Challenge -> Retype the listing below from the line containing "Presence check — does the above scene include any concrete" down to the line containing "left=480, top=480, right=640, bottom=853", both included, without changing a character.

Exercise inputs ->
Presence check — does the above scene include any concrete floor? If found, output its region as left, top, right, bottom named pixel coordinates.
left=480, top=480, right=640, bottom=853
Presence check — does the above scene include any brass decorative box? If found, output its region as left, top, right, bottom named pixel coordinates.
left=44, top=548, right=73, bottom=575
---
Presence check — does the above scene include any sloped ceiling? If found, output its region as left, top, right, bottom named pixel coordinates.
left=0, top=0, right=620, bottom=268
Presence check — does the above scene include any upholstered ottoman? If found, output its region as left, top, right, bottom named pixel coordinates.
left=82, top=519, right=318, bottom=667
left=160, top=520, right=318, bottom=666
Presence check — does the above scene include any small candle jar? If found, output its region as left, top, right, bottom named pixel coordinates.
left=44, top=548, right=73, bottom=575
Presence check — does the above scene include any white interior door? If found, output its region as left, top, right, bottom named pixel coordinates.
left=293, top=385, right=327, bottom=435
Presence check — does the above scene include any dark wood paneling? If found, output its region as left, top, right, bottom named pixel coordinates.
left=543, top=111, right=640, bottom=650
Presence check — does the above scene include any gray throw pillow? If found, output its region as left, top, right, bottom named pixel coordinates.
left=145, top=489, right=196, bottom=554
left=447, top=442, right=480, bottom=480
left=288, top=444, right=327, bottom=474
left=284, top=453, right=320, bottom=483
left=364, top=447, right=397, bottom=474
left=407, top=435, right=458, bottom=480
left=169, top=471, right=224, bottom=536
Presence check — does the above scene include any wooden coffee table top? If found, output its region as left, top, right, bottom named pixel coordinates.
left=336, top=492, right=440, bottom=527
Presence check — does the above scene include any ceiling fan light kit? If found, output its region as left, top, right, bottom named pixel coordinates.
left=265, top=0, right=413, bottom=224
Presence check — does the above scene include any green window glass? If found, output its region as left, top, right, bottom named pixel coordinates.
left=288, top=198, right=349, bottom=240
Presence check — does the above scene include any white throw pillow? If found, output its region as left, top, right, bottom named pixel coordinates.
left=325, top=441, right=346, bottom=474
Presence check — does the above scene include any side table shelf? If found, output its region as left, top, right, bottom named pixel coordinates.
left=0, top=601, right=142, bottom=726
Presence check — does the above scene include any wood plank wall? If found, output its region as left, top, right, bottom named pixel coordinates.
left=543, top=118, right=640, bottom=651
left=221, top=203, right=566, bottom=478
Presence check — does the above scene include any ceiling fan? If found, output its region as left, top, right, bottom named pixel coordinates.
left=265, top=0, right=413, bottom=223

Task solution ->
Presence check — does the above scene include any concrete floor? If found, output its region as left, top, right, bottom named pixel coordinates.
left=480, top=480, right=640, bottom=853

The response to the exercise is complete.